--- BEGIN ---

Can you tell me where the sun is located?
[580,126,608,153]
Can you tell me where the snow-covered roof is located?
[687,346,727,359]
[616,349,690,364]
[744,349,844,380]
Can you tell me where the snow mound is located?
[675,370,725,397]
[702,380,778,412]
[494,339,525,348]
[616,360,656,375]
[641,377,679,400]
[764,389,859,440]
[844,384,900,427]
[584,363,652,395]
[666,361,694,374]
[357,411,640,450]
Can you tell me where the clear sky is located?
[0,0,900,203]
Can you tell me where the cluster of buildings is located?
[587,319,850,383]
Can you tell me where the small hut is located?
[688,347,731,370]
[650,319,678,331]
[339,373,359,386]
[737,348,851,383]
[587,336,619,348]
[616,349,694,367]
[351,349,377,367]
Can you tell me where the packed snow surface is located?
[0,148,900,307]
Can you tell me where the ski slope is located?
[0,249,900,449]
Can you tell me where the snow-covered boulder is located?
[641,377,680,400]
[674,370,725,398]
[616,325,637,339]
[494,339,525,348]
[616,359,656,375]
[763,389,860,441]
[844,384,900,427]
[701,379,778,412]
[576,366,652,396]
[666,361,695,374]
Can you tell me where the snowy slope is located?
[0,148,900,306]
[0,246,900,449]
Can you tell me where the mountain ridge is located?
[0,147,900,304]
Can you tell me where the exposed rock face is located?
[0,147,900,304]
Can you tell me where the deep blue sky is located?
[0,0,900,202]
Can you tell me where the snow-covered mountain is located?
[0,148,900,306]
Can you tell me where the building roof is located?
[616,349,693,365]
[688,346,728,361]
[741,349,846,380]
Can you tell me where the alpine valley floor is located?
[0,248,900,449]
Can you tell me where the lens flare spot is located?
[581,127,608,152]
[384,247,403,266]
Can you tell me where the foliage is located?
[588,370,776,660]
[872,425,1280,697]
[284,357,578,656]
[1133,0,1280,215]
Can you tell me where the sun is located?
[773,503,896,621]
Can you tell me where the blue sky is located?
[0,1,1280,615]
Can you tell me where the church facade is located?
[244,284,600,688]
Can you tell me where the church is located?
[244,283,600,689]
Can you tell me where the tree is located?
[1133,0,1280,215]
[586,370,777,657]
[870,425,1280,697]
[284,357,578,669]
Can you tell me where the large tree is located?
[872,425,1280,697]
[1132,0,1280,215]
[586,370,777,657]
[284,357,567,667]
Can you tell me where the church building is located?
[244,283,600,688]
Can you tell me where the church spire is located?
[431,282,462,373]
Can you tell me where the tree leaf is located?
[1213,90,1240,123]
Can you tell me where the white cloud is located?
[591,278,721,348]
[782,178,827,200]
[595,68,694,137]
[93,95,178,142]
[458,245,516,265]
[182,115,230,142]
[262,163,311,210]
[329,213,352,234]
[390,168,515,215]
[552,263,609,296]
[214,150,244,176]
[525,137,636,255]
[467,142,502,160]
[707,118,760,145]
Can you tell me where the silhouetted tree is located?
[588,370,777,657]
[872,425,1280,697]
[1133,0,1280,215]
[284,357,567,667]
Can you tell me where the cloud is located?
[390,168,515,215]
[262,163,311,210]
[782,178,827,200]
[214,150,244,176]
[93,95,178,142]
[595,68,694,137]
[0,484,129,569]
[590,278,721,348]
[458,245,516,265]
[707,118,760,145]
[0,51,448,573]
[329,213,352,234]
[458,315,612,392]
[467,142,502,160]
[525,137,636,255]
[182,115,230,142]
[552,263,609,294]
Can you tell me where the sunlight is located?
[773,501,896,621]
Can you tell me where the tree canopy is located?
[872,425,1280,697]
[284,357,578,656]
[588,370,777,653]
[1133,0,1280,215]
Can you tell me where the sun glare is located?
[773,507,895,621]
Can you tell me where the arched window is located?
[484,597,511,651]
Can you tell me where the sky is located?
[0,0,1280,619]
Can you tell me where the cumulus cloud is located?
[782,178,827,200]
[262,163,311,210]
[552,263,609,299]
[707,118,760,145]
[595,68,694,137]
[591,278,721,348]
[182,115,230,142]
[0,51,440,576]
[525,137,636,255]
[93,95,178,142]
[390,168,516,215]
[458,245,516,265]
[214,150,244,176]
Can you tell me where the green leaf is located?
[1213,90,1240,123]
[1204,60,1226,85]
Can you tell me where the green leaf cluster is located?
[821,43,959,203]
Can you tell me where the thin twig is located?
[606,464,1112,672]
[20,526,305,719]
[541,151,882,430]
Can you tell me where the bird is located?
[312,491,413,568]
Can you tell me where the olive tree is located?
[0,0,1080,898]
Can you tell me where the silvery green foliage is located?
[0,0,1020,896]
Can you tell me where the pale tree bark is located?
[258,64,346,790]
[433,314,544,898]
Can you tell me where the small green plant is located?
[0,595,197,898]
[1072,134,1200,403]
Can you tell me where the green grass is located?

--- END ---

WRITTEN REQUEST
Render all of the rows above as a numbered list, leaving out any blank lines.

TASK RESPONSE
1. Can you tell me where the sun is located?
2. [580,126,608,153]
3. Can you tell me where the snow-covered roof is located?
4. [687,346,727,359]
5. [616,349,690,364]
6. [744,349,844,380]
7. Can you tell me where the snow mound is located?
8. [675,370,725,397]
9. [702,380,778,412]
10. [494,339,525,348]
11. [616,360,656,375]
12. [641,377,679,400]
13. [764,389,859,440]
14. [844,384,900,427]
15. [584,363,652,395]
16. [666,361,694,374]
17. [357,411,640,450]
18. Can you tell me where the clear sky is located?
19. [0,0,900,203]
20. Can you tell me where the cluster of buildings is located?
21. [587,319,850,383]
22. Can you tell me where the small hut is located?
23. [688,347,731,370]
24. [650,319,678,331]
25. [339,373,359,386]
26. [737,348,851,383]
27. [587,336,619,348]
28. [616,349,694,367]
29. [351,349,377,367]
30. Can you tell me where the packed snow surface is located?
31. [0,148,900,307]
32. Can you tell me where the ski slope is located?
33. [0,249,900,449]
34. Can you tell me where the snow-covered boulder is located?
35. [641,377,680,400]
36. [674,370,725,398]
37. [616,325,637,339]
38. [494,339,525,348]
39. [616,359,656,375]
40. [763,389,860,441]
41. [844,384,900,427]
42. [701,379,778,412]
43. [576,366,652,396]
44. [666,361,695,374]
45. Can you tell me where the snowy slope is located?
46. [0,148,900,306]
47. [0,246,900,449]
48. Can you tell me where the mountain ridge is located?
49. [0,147,900,304]
50. Can you tell me where the exposed rock face is located?
51. [0,147,900,304]
52. Can you tell me where the deep blue sky is located?
53. [0,0,900,202]
54. Can you tell me where the snow-covered mountain is located?
55. [0,148,900,306]
56. Can you tell me where the building roof is located?
57. [616,349,693,365]
58. [688,346,728,361]
59. [741,349,846,380]
60. Can you tell me where the alpine valley floor is located?
61. [0,248,900,449]
62. Can you tell me where the lens flare spot is located?
63. [581,127,608,152]
64. [384,247,403,266]
65. Can you tell me where the foliage is located?
66. [588,370,776,660]
67. [872,425,1280,697]
68. [284,357,578,656]
69. [1133,0,1280,215]
70. Can you tell me where the sun is located?
71. [773,503,896,621]
72. Can you tell me where the blue sky is located?
73. [0,1,1280,615]
74. Can you tell me where the church facade is located?
75. [244,284,600,688]
76. Can you tell me where the church is located?
77. [244,283,600,689]
78. Can you tell me where the tree is located?
79. [1133,0,1280,215]
80. [586,370,777,657]
81. [870,425,1280,697]
82. [284,357,578,669]
83. Can you tell me where the large tree is located?
84. [872,425,1280,697]
85. [1132,0,1280,215]
86. [586,370,777,657]
87. [284,357,567,667]
88. Can you tell me where the church building is located?
89. [244,283,600,688]
90. Can you tell me where the church spire is located?
91. [431,282,462,373]
92. Can you tell me where the tree leaf is located?
93. [1213,90,1240,123]
94. Can you tell me where the white cloud is located?
95. [591,278,721,348]
96. [782,178,827,200]
97. [595,68,694,137]
98. [93,95,178,142]
99. [458,245,516,265]
100. [182,115,230,142]
101. [262,163,311,210]
102. [329,213,352,234]
103. [390,168,515,215]
104. [552,263,609,296]
105. [214,150,244,176]
106. [525,137,636,255]
107. [467,142,502,160]
108. [707,118,760,145]
109. Can you tell me where the silhouetted tree is located?
110. [588,370,777,657]
111. [872,425,1280,697]
112. [1133,0,1280,215]
113. [284,357,567,667]
114. Can you tell me where the cloud is located?
115. [390,168,515,215]
116. [262,163,311,210]
117. [782,178,827,200]
118. [214,150,244,176]
119. [93,95,178,142]
120. [595,68,694,137]
121. [0,484,129,569]
122. [590,278,721,348]
123. [458,245,516,265]
124. [707,118,760,145]
125. [0,51,448,573]
126. [329,213,352,234]
127. [458,315,612,392]
128. [467,142,502,160]
129. [525,137,636,255]
130. [182,115,230,142]
131. [552,263,609,294]
132. Can you tell me where the sunlight is located?
133. [773,501,896,621]
134. Can you tell me where the tree canopy is located?
135. [872,425,1280,697]
136. [284,357,578,656]
137. [588,370,777,653]
138. [1133,0,1280,215]
139. Can you tell me where the sun glare is located?
140. [773,507,895,621]
141. Can you tell me where the arched window is located?
142. [484,597,511,651]
143. Can you tell me where the sky is located?
144. [0,0,1280,619]
145. Can you tell me where the cumulus cloud is located?
146. [782,178,827,200]
147. [262,163,311,210]
148. [552,263,609,299]
149. [707,118,760,145]
150. [595,68,694,137]
151. [591,278,721,348]
152. [182,115,230,142]
153. [0,51,440,576]
154. [525,137,636,255]
155. [93,95,178,142]
156. [390,168,516,215]
157. [458,245,516,265]
158. [214,150,244,176]
159. Can you tell me where the green leaf is located?
160. [1213,90,1240,123]
161. [1204,60,1226,85]
162. Can you tell me where the green leaf cluster is located?
163. [821,43,959,203]
164. Can you tell me where the thin twig is located?
165. [606,464,1112,672]
166. [20,526,305,719]
167. [541,151,882,430]
168. Can you tell me where the bird is located?
169. [312,491,413,568]
170. Can you tell me where the olive tree is located?
171. [0,0,1080,898]
172. Can you tell me where the silvery green foliage is located?
173. [0,0,1020,896]
174. Can you tell me where the pale tree bark is located?
175. [258,64,346,790]
176. [433,314,544,898]
177. Can you tell me where the small green plant is located?
178. [0,595,197,898]
179. [1072,134,1200,403]
180. Can you tell me where the green grass is located?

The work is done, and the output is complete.